**What is required:** Gather every line in the entries below that contains the word "rough", treating uppercase and lowercase as different.

**Provided data:**
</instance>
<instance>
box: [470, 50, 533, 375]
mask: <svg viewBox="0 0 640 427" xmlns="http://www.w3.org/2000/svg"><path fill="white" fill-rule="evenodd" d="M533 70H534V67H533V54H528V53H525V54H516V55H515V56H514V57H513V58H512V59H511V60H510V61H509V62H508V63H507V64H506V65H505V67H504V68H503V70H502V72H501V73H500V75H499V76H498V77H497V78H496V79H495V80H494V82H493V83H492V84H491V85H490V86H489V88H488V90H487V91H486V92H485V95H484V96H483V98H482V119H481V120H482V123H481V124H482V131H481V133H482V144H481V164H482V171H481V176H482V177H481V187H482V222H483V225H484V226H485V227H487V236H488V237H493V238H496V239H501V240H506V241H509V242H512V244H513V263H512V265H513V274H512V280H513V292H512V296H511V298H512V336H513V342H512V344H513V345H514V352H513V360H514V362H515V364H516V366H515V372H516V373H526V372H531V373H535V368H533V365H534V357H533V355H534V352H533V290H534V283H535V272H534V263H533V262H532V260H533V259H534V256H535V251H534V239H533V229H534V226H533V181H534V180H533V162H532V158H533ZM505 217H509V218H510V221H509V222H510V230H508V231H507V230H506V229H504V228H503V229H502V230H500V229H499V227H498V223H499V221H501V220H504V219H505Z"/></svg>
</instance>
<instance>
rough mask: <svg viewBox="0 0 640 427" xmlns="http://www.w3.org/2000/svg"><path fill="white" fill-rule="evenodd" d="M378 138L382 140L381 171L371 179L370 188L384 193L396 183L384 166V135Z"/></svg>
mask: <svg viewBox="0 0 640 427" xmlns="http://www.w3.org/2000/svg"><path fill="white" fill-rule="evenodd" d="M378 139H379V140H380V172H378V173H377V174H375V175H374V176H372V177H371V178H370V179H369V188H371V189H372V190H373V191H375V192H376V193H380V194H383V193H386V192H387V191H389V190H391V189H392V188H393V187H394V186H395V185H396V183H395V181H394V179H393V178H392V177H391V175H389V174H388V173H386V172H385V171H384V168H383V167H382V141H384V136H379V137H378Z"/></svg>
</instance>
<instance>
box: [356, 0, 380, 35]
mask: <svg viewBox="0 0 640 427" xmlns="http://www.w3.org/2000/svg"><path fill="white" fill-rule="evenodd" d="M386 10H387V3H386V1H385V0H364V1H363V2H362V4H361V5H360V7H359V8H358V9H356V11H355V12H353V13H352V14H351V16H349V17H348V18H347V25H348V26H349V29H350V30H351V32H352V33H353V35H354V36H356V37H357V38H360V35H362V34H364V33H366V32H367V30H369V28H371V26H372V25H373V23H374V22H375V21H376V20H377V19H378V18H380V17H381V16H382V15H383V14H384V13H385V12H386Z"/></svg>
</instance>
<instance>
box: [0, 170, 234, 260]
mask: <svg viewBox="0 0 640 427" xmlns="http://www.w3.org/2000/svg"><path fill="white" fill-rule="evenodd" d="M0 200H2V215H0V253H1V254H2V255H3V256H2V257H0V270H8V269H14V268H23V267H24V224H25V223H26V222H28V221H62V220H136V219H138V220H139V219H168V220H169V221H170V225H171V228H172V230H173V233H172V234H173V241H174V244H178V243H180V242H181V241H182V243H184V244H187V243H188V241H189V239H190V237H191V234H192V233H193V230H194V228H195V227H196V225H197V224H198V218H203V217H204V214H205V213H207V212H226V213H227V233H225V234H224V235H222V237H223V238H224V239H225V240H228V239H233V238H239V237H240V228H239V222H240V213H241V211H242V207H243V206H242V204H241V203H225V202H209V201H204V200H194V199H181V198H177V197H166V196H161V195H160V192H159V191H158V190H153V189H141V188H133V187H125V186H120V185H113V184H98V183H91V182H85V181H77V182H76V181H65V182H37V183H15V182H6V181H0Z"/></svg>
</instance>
--
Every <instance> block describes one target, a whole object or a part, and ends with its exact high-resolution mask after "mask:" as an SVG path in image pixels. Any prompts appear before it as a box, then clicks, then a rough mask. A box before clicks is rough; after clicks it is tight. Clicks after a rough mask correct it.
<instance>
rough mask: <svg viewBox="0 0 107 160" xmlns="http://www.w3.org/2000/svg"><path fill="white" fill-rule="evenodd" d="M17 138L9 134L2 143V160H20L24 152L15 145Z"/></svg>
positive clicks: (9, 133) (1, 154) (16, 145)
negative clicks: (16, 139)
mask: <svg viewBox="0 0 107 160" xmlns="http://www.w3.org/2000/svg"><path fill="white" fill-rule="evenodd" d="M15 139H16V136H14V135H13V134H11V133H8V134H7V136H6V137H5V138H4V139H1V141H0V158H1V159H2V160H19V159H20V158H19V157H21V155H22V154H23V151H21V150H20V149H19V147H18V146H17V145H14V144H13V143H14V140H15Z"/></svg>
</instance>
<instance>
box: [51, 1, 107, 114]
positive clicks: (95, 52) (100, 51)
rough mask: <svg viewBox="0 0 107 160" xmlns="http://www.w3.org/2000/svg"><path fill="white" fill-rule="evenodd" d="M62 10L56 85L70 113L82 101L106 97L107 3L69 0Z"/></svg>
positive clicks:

**Written solution:**
rough mask: <svg viewBox="0 0 640 427" xmlns="http://www.w3.org/2000/svg"><path fill="white" fill-rule="evenodd" d="M378 138L382 140L381 171L371 179L370 188L384 193L396 183L384 166V135Z"/></svg>
Every <instance> block describes one target, a whole object or a part, and ends with its exact high-resolution mask after "mask:" as an SVG path in image pixels. Any prompts appear before it as a box, then clicks, then a rough mask. A box before clicks is rough; after clicks it is tight. Clicks after a rough mask correct it.
rough mask: <svg viewBox="0 0 107 160" xmlns="http://www.w3.org/2000/svg"><path fill="white" fill-rule="evenodd" d="M17 138L9 134L2 143V160H20L24 152L15 145Z"/></svg>
rough mask: <svg viewBox="0 0 107 160" xmlns="http://www.w3.org/2000/svg"><path fill="white" fill-rule="evenodd" d="M62 10L56 85L70 113L82 101L106 97L107 3L69 0Z"/></svg>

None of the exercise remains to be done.